▸ **WRITTEN EXERCISE A**: In the Cilium article, what technology does the author say gives Cilium its advantages?
▸ **WRITTEN EXERCISE B**: Reproduce the passage of the Cilium article between "Examples of CNI" and "observability, and security.", inclusive.

▸ **READING TEXT**:

• • • •

Why Cilium Is Crushing the Competition as the Go-To CNI for Kubernetes

Why Cilium Is Crushing the Competition as the Go-To CNI for Kubernetes

January 20, 2025
1141 views
Get tips and best practices from Develeap’s experts in your inbox

This article explores why Cilium stands out and has become a preferred CNI choice in Kubernetes environments. First, I will explain what is a CNI and its uses in Kubernetes. Then, we’ll find out why Cilium has many advantages over other CNIs. Then, I’ll add my detailed personal experience working with Cilium.

What is a CNI

Let’s first define what is a CNI and what part does it play in Kubernetes:

CNI (Container Network Interface) is a standard for configuring networking in containerized environments. It defines how containers interact with the network, including connecting to other containers and the external world.

A CNI plugin is a software component implementing this standard, responsible for setting up the network and assigning IP addresses to containers.

Each time a pod is created to communicate, it requires an IP, and the one to decide what IP the POD will receive is the CNI plugin. The CNI plugin also sets up the necessary network interfaces and routing rules for the pod to enable communication.

In Kubernetes, a CNI plugin is critical for enabling communication between pods, services, and external endpoints.

Examples of CNI Plugins

  • Calico: Focused on networking and security with support for network policies.
  • Cilium: Uses eBPF for high-performance networking, observability, and security.
  • Flannel: Simple overlay network for Kubernetes.
  • Weave: Easy-to-use networking with encryption options.
  • Amazon VPC CNI: Optimized for running Kubernetes on AWS.

From my experience and from working on Cilium, I discovered the advantages it can offer.
We will explore and explain why cilium is the leading CNI plugin and what its advantages over the competition in the following points:

  1. Latency and Performance
  2. Observability
  3. Security

1.Latency and Performance

First, let’s explore what makes cilium different and how it gives cilium an edge.
The technology that gives cilium its advantages is eBPF . It supports dynamic insertion of eBPF bytecode into the Linux kernel at various points, such as network IO, application sockets, and tracepoints, to implement security, networking, and visibility logic. eBPF is highly efficient and flexible.

The default way to run Kubernetes on the cloud was to use kube-proxy. Let’s examine why eBPF is better.

Why is eBPF Better than kube-proxy?

• • • •

▸ **GIVEN DATA**:

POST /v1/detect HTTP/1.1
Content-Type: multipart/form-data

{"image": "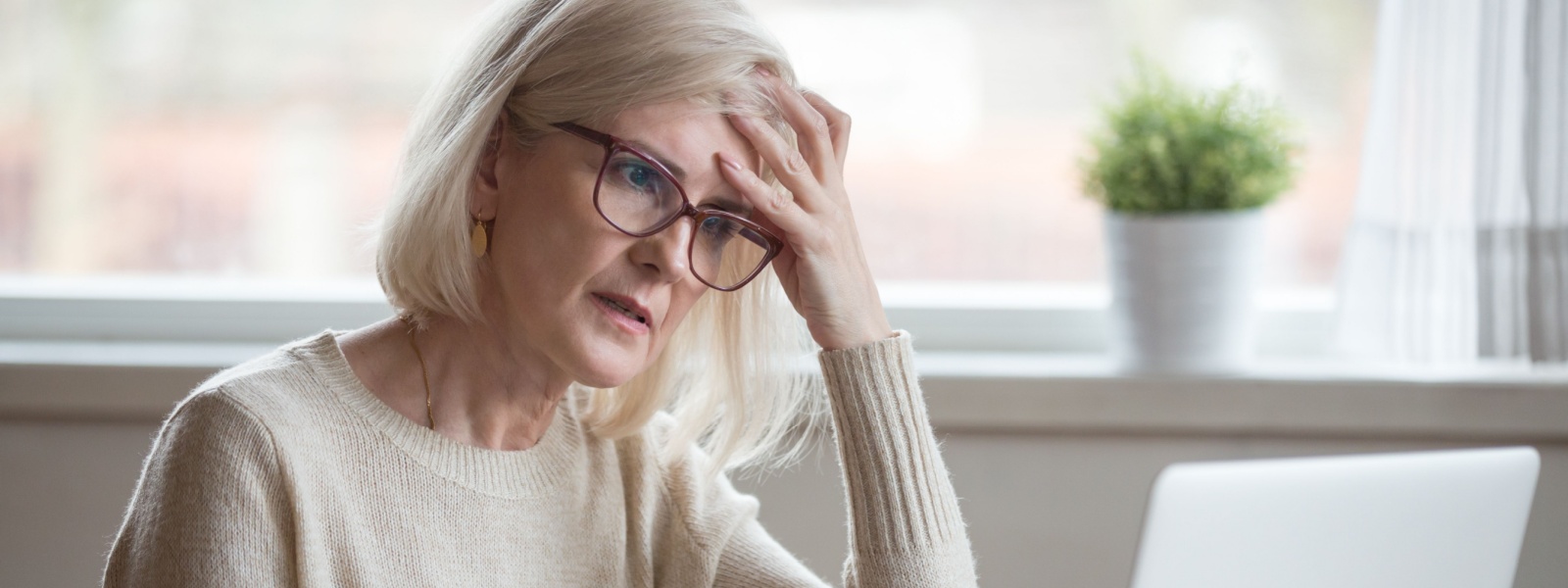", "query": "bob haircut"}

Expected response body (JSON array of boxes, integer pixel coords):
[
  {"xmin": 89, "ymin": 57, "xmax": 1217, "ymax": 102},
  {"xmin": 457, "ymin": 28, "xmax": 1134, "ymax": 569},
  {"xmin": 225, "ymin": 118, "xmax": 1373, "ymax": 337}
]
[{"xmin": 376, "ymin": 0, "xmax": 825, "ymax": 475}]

• • • •

▸ **WORKED ANSWER A**: eBPF

▸ **WORKED ANSWER B**:
Examples of CNI Plugins

  • Calico: Focused on networking and security with support for network policies.
  • Cilium: Uses eBPF for high-performance networking, observability, and security.